[PROMPT]
Render the data below as a Markdown table with the columns Row and Line. Number each line in order and skip any blank lines.

[DATA FOR THIS EXERCISE]
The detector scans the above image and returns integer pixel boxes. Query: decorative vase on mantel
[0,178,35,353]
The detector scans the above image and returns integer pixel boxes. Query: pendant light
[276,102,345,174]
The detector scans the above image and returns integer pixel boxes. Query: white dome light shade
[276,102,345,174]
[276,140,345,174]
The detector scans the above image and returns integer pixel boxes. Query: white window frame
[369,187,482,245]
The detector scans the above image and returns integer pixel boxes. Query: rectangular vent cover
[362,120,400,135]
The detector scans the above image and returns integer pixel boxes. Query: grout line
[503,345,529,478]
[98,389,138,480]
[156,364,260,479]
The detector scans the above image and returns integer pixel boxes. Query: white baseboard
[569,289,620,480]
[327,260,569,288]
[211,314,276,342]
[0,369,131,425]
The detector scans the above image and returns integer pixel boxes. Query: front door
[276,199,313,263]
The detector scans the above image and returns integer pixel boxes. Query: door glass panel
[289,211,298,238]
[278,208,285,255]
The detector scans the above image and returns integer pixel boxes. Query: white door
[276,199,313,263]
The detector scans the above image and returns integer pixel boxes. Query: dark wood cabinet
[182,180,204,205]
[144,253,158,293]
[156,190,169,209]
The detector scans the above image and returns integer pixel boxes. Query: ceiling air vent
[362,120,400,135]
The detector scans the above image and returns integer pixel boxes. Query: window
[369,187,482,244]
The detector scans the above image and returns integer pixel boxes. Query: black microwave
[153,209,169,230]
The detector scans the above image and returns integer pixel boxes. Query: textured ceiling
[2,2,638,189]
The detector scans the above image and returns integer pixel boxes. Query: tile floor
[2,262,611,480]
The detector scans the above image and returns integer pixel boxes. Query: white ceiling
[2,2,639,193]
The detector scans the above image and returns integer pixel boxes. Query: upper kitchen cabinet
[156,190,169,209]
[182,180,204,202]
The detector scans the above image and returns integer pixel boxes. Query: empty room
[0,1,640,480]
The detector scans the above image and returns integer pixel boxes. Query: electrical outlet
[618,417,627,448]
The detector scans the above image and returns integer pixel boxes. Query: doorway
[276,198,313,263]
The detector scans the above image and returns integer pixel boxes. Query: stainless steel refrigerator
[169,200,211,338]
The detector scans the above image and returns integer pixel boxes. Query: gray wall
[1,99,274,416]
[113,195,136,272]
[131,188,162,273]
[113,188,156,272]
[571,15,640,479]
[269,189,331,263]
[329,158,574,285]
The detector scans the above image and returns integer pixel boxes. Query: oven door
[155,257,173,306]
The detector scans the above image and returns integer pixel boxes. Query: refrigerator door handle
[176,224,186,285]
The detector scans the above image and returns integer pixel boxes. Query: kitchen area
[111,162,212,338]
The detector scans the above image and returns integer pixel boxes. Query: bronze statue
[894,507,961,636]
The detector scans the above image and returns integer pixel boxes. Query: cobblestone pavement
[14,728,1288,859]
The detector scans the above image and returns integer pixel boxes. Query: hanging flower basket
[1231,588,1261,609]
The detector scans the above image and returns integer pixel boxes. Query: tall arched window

[TASK RESULT]
| Row | Line |
|---|---|
| 1 | The detector scans the above image and returns integer pixel boxes. Query: decorative vase on mantel |
| 2 | [0,178,35,353] |
| 3 | The detector scans the above image and returns integer pixel boxes. Query: pendant light |
| 4 | [276,102,345,174] |
| 5 | The detector scans the above image and returns integer pixel boxes. Query: white dome light shade |
| 6 | [276,102,345,174] |
| 7 | [276,140,345,174] |
| 8 | The detector scans the above image and returns integer pixel boxes. Query: white window frame |
| 9 | [369,187,482,245] |
| 10 | The detector scans the above image and returns integer pixel boxes. Query: rectangular vent cover |
| 11 | [362,120,400,135] |
| 12 | The detector scans the above image and returns integer pixel boxes. Query: grout line |
| 13 | [503,345,529,478] |
| 14 | [98,389,138,480] |
| 15 | [156,364,260,479] |
| 16 | The detector scans the above image and returns integer pixel boxes. Query: white baseboard |
| 17 | [569,289,620,480] |
| 18 | [327,260,569,288] |
| 19 | [211,314,276,342] |
| 20 | [0,369,131,425] |
| 21 | The detector scans the above image and returns integer pixel boxes. Query: front door |
| 22 | [276,199,313,263] |
| 23 | The detector scans the above image and returns integer pixel boxes. Query: door glass panel |
| 24 | [289,211,298,238] |
| 25 | [278,208,285,255] |
| 26 | The detector scans the above image and returns integer pixel boxes. Query: white door |
| 27 | [276,199,313,263] |
| 28 | The detector scans the above image and returns integer pixel boxes. Query: dark wood cabinet |
| 29 | [182,180,204,205] |
| 30 | [144,253,158,293] |
| 31 | [156,190,169,209] |
| 32 | The detector scans the above image and returns integer pixel boxes. Query: ceiling air vent |
| 33 | [362,120,400,135] |
| 34 | The detector scans the above image and returns integer pixel boxes. Query: window |
| 35 | [369,187,482,244] |
| 36 | The detector scans the above image and returns integer pixel boxes. Query: black microwave |
| 37 | [153,209,169,230] |
| 38 | The detector scans the above image and returns integer pixel boxes. Query: textured ceiling |
| 39 | [2,2,638,189] |
| 40 | The detector scans the above image and returns integer pixel boxes. Query: tile floor |
| 41 | [2,262,611,480] |
| 42 | The detector scans the above image and returns integer pixel boxes. Query: white ceiling |
| 43 | [2,2,639,193] |
| 44 | The detector scans the above image and returns integer pixel boxes. Query: upper kitchen cabinet |
| 45 | [156,190,169,209] |
| 46 | [182,180,204,202] |
| 47 | The detector scans the above image and returns integer pixel boxes. Query: empty room |
| 48 | [0,1,640,480] |
| 49 | The detector scans the above image and returns integer pixel boxes. Query: electrical outlet |
| 50 | [618,417,627,448] |
| 51 | The detector scans the above image and returns integer pixel boxes. Query: doorway |
| 52 | [276,198,313,263] |
| 53 | The detector scans the above image and returns integer pixel boxes. Query: stainless steel refrigerator |
| 54 | [169,200,211,338] |
| 55 | The detector scans the above image and returns integer pixel boxes. Query: gray wall |
| 56 | [1,99,274,416] |
| 57 | [113,195,136,272] |
| 58 | [131,188,162,273] |
| 59 | [113,188,156,272] |
| 60 | [571,15,640,479] |
| 61 | [269,189,331,263] |
| 62 | [329,158,574,285] |
| 63 | The detector scans the above image and returns integer pixel boxes. Query: oven door |
| 64 | [155,257,173,306] |
| 65 | The detector scans the above image and returns integer pixel boxes. Query: refrigerator door handle |
| 66 | [176,224,186,285] |
| 67 | The detector scans the above image and returns integer pixel boxes. Query: kitchen area |
| 68 | [111,162,212,338] |
| 69 | The detector scans the above image and returns integer pixel boxes. Query: bronze statue |
| 70 | [894,507,961,636] |
| 71 | The detector scans the above image and returns integer pixel boxes. Query: cobblestone pavement |
| 72 | [14,728,1288,859] |
| 73 | The detector scans the above image and returns integer pixel boxes. Query: hanging flower basket |
| 74 | [1231,588,1261,609] |
| 75 | The detector scans the above image and returns integer pixel boxes. Query: tall arched window |